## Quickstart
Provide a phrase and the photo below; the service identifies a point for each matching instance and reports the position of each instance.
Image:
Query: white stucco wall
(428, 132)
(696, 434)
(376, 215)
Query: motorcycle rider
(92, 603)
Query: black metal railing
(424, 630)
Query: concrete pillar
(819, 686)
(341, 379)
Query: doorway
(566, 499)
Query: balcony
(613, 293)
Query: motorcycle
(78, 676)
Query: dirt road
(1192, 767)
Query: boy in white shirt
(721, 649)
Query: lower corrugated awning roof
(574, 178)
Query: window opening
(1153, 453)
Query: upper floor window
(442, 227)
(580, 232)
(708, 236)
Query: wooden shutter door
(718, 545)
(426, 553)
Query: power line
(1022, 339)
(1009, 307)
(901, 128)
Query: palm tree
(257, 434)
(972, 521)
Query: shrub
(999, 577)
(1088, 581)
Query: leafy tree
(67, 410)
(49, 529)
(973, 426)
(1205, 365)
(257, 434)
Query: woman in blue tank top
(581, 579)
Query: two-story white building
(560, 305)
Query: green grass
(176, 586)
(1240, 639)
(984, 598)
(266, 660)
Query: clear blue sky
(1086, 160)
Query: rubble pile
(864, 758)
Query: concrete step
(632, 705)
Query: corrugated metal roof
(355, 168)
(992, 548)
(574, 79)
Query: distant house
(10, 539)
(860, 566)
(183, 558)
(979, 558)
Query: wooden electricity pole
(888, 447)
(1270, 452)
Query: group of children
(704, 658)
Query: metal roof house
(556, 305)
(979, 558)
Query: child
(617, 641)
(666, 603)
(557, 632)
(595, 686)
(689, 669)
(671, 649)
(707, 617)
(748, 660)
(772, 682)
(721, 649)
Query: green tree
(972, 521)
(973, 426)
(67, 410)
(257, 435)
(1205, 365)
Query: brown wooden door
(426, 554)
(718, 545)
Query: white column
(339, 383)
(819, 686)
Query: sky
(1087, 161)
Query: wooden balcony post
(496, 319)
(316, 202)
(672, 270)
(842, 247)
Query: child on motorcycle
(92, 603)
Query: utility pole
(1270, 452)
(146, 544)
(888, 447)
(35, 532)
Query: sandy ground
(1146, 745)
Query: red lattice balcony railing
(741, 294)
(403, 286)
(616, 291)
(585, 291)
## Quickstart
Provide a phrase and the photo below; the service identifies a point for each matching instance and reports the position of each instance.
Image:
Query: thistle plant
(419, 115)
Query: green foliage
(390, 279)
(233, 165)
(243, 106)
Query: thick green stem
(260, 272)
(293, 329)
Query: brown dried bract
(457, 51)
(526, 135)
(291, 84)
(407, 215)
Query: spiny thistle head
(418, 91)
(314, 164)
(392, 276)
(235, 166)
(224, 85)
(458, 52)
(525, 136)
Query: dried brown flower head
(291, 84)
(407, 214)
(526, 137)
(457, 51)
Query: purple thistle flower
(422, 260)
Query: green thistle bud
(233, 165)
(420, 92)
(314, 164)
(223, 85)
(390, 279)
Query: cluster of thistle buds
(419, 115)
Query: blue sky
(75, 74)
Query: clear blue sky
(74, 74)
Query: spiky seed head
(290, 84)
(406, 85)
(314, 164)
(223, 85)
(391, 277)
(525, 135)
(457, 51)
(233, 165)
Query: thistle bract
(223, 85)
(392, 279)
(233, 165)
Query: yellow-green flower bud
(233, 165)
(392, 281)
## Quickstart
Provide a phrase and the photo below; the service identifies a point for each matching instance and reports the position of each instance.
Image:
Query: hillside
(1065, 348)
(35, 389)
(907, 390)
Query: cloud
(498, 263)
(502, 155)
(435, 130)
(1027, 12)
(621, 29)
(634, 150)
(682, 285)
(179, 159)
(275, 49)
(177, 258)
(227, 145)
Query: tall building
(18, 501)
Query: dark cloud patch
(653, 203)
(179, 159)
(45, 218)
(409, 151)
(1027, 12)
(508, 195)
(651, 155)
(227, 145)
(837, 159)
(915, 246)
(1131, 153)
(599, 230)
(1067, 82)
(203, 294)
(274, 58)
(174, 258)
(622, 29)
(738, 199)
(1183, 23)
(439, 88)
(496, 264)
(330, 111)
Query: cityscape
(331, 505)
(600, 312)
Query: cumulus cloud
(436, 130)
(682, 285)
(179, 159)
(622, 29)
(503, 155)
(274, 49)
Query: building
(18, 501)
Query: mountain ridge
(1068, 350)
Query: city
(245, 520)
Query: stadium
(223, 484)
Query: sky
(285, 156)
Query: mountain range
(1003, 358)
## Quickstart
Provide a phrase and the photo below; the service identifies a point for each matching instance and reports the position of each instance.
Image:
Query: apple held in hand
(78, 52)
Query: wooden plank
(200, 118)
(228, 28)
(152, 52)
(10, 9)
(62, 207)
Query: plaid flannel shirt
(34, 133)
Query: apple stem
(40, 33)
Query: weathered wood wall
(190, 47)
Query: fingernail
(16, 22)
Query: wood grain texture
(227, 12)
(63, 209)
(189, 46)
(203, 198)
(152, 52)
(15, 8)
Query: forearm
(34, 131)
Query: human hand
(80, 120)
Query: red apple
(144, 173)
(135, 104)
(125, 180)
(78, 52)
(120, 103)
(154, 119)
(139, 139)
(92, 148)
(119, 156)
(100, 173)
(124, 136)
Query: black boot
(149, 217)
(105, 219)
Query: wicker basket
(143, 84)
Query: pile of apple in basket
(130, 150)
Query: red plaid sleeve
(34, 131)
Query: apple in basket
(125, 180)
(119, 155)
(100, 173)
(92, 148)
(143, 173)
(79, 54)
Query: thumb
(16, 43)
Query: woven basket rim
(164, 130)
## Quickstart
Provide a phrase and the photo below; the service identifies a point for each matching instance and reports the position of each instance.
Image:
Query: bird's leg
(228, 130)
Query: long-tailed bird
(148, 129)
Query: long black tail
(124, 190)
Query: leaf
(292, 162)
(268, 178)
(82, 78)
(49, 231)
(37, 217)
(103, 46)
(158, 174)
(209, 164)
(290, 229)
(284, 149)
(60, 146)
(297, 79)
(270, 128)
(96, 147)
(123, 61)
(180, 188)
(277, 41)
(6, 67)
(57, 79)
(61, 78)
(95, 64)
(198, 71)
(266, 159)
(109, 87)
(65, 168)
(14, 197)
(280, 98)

> Problem details
What this exercise asks for is an exact copy of all the records.

> Written solution
## Quickstart
Provide a phrase and the photo below; the service identifies a point for each matching instance and reports the position of each instance.
Image:
Query: white stucco wall
(428, 132)
(696, 434)
(376, 215)
Query: motorcycle rider
(92, 603)
Query: black metal railing
(424, 630)
Query: concrete pillar
(819, 686)
(341, 379)
Query: doorway
(566, 499)
Query: balcony
(613, 293)
Query: motorcycle
(78, 676)
Query: dirt road
(1192, 767)
Query: boy in white shirt
(721, 649)
Query: lower corrugated awning roof
(574, 178)
Query: window opening
(1153, 453)
Query: upper floor window
(442, 227)
(580, 232)
(708, 236)
Query: wooden shutter door
(718, 545)
(426, 553)
Query: power line
(1022, 339)
(1009, 307)
(901, 128)
Query: palm tree
(257, 434)
(972, 521)
Query: shrub
(999, 577)
(1088, 581)
Query: leafy tree
(67, 410)
(49, 529)
(973, 426)
(1205, 365)
(257, 434)
Query: woman in blue tank top
(581, 579)
Query: two-story white building
(560, 305)
Query: green grass
(176, 586)
(1240, 639)
(984, 598)
(266, 660)
Query: clear blue sky
(1086, 160)
Query: rubble pile
(864, 758)
Query: concrete step
(632, 705)
Query: corrugated metal roof
(355, 168)
(992, 548)
(574, 79)
Query: distant house
(10, 539)
(860, 566)
(183, 558)
(979, 558)
Query: wooden electricity pole
(888, 447)
(1270, 452)
Query: group of children
(704, 658)
Query: metal roof house
(556, 305)
(979, 558)
Query: child
(617, 641)
(666, 603)
(557, 632)
(595, 686)
(689, 669)
(671, 649)
(707, 617)
(748, 660)
(772, 682)
(721, 649)
Query: green tree
(972, 521)
(973, 426)
(67, 410)
(257, 435)
(1205, 365)
Query: brown wooden door
(426, 554)
(718, 545)
Query: white column
(339, 383)
(819, 686)
Query: sky
(1087, 161)
Query: wooden balcony post
(496, 319)
(316, 202)
(672, 270)
(842, 247)
Query: child on motorcycle
(92, 603)
Query: utility pole
(1270, 452)
(146, 544)
(888, 447)
(35, 532)
Query: sandy ground
(1146, 745)
Query: red lattice balcony railing
(741, 294)
(403, 286)
(616, 291)
(585, 291)
## Quickstart
Provide a phrase and the photo below; the service identifies a point for each matching instance and reports the position of each instance.
Image:
Query: thistle plant
(419, 115)
Query: green foliage
(390, 279)
(233, 165)
(243, 106)
Query: thick green stem
(260, 272)
(293, 329)
Query: brown dried bract
(457, 51)
(526, 135)
(291, 84)
(407, 215)
Query: spiny thistle head
(418, 91)
(314, 164)
(392, 276)
(235, 166)
(224, 85)
(458, 52)
(525, 136)
Query: dried brown flower head
(291, 84)
(407, 214)
(526, 137)
(457, 51)
Query: purple thistle flower
(422, 260)
Query: green thistle bud
(233, 165)
(420, 92)
(314, 164)
(223, 85)
(390, 279)
Query: cluster of thistle buds
(419, 115)
Query: blue sky
(75, 74)
Query: clear blue sky
(74, 74)
Query: spiky seed head
(290, 84)
(406, 85)
(314, 164)
(223, 85)
(391, 277)
(525, 135)
(457, 51)
(233, 165)
Query: thistle bract
(223, 85)
(392, 279)
(233, 165)
Query: yellow-green flower bud
(233, 165)
(392, 281)
## Quickstart
Provide a phrase and the photo below; the service identifies a point for each matching instance and reports the position of each instance.
Image:
Query: hillside
(1065, 348)
(35, 389)
(907, 390)
Query: cloud
(498, 263)
(502, 155)
(435, 130)
(1027, 12)
(621, 29)
(634, 150)
(682, 285)
(179, 159)
(275, 49)
(177, 258)
(227, 145)
Query: tall building
(18, 501)
Query: dark cloud patch
(653, 203)
(179, 159)
(45, 218)
(409, 151)
(1027, 12)
(508, 195)
(651, 155)
(227, 145)
(837, 159)
(915, 246)
(1131, 153)
(599, 230)
(1067, 82)
(203, 294)
(274, 58)
(174, 258)
(622, 29)
(738, 199)
(1183, 23)
(439, 88)
(496, 264)
(330, 111)
Query: cityscape
(331, 505)
(600, 312)
Query: cumulus cloud
(436, 130)
(682, 285)
(179, 159)
(622, 29)
(503, 155)
(274, 49)
Query: building
(18, 501)
Query: mountain ridge
(1068, 350)
Query: city
(245, 520)
Query: stadium
(223, 484)
Query: sky
(285, 156)
Query: mountain range
(1003, 358)
## Quickstart
Provide a phrase and the photo below; the service identifies a point for each matching instance and reports the position of each instance.
Image:
Query: apple held in hand
(78, 52)
Query: wooden plank
(200, 118)
(228, 28)
(152, 52)
(10, 9)
(62, 207)
Query: plaid flannel shirt
(34, 133)
Query: apple stem
(40, 33)
Query: weathered wood wall
(190, 47)
Query: fingernail
(16, 22)
Query: wood grain texture
(227, 12)
(63, 209)
(189, 46)
(203, 198)
(152, 52)
(15, 8)
Query: forearm
(34, 131)
Query: human hand
(80, 120)
Query: red apple
(144, 173)
(135, 104)
(125, 180)
(78, 52)
(120, 103)
(154, 119)
(139, 139)
(92, 148)
(119, 156)
(100, 173)
(124, 136)
Query: black boot
(149, 217)
(105, 219)
Query: wicker basket
(143, 84)
Query: pile of apple in basket
(130, 150)
Query: red plaid sleeve
(34, 131)
Query: apple in basket
(125, 180)
(119, 155)
(100, 173)
(92, 148)
(143, 173)
(79, 54)
Query: thumb
(16, 43)
Query: woven basket rim
(164, 130)
## Quickstart
Provide a phrase and the photo below; the service identifies a point for each matching instance and reports the position of each instance.
Image:
Query: bird's leg
(228, 130)
Query: long-tailed bird
(148, 129)
Query: long black tail
(124, 190)
Query: leaf
(292, 162)
(268, 178)
(82, 78)
(49, 231)
(37, 217)
(103, 46)
(158, 174)
(209, 164)
(290, 229)
(284, 149)
(60, 146)
(297, 79)
(270, 128)
(96, 147)
(123, 61)
(180, 188)
(277, 41)
(6, 67)
(57, 79)
(61, 78)
(95, 64)
(198, 71)
(266, 159)
(109, 87)
(65, 168)
(14, 197)
(280, 98)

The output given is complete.